::: Passage provided

<<<
Chronological Index
>>> <<<
Thread Index
>>>
RE: [ga] Re: iCANN's protection
> From: Dave Crocker [mailto:dhc2@dcrocker.net]
> Sent: Tuesday, April 17, 2001 2:29 AM
>
> At 12:56 AM 4/17/2001, DPF wrote:
> >On Mon, 16 Apr 2001 21:20:24 -0700, Kent Crispin wrote:
> >
> > >1) While extremely erudite, the paper is fundamentally just a legal
> >Why does the fact you find his research hard to understand
> (dictionary
> >definition of abstruse) mean it is any less valid?
> By the way, when something is difficult to understand, it is
> less likely that it can be validated.
This entire subject is highly abstract in both law and computer science,
dealing as it does, with meta-concepts of identity and location. As such, it
is difficult to understand by most people. Any paper dealing with this
subject directly (rather than "by analogy") will tend to appear "abstruse".
This is especially true if it wants to be rigorous.
WRT validation, mathmatical proofs are, by nature, abstruse, yet they can be
validated. Validation is nothing more than verifying that the reasoning is
consistent and correct. "Correct" being a term of art meaning that it
doesn't defy any rules of logic or acceptable levels of evidence regarding
completion of thought and thoroughness of investigation. As a thesis, Dr
Froomkin's work need not be further challenged on that front, as it has
already passed peer review, AFAIK.
Either challenge the paper directly, in its own context, or admit that you
don't know what you are talking about. The polemic that you bring here,
while worthy of you, is not worthy of this list, IMHO. It does not apply nor
is it correct.
> > >4) All this would perhaps not matter if Froomkin were an objective
> > >observer, but he is not.

::::::
::: Task data

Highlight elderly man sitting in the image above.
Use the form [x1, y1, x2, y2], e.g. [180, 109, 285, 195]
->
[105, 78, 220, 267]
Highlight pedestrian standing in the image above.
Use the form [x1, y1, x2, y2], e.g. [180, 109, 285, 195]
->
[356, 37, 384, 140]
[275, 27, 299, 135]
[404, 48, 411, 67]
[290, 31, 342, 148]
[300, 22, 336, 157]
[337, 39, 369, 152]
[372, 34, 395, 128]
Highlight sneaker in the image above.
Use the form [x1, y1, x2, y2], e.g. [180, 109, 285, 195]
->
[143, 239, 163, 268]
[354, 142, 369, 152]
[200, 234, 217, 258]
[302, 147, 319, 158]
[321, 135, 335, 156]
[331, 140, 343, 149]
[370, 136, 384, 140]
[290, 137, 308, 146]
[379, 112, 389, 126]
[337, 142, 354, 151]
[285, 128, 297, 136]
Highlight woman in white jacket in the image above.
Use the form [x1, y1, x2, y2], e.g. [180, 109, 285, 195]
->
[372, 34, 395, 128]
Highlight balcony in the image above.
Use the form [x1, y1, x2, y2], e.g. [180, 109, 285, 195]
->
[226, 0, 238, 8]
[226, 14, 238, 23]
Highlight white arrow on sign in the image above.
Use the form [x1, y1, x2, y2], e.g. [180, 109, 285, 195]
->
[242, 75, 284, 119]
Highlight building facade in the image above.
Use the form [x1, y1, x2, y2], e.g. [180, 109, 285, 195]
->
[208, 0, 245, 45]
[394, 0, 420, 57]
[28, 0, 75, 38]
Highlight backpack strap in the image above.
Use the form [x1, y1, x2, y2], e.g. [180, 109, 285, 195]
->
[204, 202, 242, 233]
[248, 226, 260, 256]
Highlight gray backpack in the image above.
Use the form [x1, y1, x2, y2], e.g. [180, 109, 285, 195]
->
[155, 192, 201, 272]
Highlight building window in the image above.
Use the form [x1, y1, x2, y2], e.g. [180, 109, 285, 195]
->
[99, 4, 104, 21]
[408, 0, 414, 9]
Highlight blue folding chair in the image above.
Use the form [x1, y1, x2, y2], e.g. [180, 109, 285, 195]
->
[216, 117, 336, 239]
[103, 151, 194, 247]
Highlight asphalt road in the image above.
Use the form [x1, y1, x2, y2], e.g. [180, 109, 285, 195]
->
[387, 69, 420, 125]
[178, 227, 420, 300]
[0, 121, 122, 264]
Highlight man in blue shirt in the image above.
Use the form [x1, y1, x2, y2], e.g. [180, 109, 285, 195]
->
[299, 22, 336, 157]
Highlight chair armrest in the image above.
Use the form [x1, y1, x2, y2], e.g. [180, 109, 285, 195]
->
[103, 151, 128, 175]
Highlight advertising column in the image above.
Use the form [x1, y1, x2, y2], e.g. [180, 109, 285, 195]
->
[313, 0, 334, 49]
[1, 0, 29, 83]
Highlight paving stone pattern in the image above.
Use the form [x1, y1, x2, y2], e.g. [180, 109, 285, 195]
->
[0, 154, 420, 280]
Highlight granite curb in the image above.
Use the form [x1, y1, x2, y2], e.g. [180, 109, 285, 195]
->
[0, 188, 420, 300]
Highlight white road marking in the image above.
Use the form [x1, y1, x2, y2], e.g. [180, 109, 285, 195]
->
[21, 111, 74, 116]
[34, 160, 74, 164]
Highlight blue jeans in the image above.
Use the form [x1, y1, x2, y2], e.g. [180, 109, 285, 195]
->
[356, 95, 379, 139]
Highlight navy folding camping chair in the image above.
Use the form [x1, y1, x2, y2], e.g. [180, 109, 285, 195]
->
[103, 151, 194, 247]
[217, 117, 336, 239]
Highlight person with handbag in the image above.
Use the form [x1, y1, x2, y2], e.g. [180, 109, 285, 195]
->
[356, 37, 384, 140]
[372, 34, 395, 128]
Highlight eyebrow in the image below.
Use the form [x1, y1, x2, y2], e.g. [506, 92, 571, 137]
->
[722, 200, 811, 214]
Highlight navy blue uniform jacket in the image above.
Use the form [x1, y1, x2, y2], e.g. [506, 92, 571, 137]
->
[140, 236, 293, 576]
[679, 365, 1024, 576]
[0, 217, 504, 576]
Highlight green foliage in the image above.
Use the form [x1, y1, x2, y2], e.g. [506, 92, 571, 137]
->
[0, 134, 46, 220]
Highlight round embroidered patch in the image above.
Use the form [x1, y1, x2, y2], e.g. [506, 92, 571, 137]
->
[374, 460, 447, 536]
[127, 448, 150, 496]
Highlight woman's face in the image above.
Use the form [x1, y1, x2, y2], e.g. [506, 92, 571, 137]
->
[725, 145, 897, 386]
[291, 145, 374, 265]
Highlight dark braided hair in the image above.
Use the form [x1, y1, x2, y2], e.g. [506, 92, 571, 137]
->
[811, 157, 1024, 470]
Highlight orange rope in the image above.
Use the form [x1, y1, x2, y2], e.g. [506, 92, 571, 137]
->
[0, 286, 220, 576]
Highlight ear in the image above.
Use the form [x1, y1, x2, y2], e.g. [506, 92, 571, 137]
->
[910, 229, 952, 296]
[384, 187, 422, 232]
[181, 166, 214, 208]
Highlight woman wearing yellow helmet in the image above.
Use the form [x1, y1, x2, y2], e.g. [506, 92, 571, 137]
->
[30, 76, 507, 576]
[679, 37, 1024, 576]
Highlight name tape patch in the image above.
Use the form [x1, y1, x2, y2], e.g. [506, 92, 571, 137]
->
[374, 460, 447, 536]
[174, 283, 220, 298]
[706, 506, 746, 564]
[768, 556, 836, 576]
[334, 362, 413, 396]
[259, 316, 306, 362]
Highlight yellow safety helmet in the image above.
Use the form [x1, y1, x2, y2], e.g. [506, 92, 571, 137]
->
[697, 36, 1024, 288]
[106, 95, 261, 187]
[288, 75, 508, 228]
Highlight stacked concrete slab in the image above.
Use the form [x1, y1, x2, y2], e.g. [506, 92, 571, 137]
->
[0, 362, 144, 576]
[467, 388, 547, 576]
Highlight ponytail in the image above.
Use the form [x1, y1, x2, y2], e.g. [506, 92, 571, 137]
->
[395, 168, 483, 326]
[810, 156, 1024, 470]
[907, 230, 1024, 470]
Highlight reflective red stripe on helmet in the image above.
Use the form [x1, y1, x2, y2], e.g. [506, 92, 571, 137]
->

::::::

• Task list
1. Can you scale the entries starting at the line containing "Highlight stacked concrete" and ending at the end of the entries? Give every line again, requests included, with each bounding-box coordinate in the answers multiplied by 1.95 and rounded to a whole number (halves up), leaving the requests and their format samples unchanged.
2. Can you write the next part of the mailing-list reply about Froomkin's paper, picking up right after its last line?

• Responses for each task
1.
Highlight stacked concrete slab in the image above.
Use the form [x1, y1, x2, y2], e.g. [506, 92, 571, 137]
->
[0, 706, 281, 1123]
[911, 757, 1067, 1123]
Highlight ponytail in the image above.
Use the form [x1, y1, x2, y2], e.g. [506, 92, 571, 137]
->
[770, 328, 942, 636]
[1580, 304, 1997, 917]
[1769, 449, 1997, 917]
Highlight reflective red stripe on helmet in the image above.
Use the form [x1, y1, x2, y2], e.g. [506, 92, 571, 137]
->

2.
> >
> >Being objective is to be "Uninfluenced by emotions or personal
> >prejudices". I am not aware Michael has any commercial interests
> >which would lead to be not objective or that he has any personal
> >prejudices.
>
> Prof. Froomkin's biases are clear and consistent. He seeks
> to criticize
> ICANN. He seeks to do it vigorously and at every turn. His
> motives might
> be less clear, though the instant he starts getting public
> exposure for his
> efforts, then it is clear that he is serving to promote his career.
I thought that you just gave a great big lecture about how we should avoid
ad hominem comments. Yet, you dedicate and entire ad hominem paragraph, in
this post, not against what Dr. Frookin says, but his motivations. I guess
that you think it is okay for you to make ad hominem attacks, but not
everyone else (excepting maybe, your friends). Not only is that an unfair
double-standard, but it is also a Machiavellian means of trying to control
the discussion. You've just stepped off the moral high-ground that you
claimed so recently.
--
This message was passed to you via the ga@dnso.org list.
Send mail to majordomo@dnso.org to unsubscribe
("unsubscribe ga" in the body of the message).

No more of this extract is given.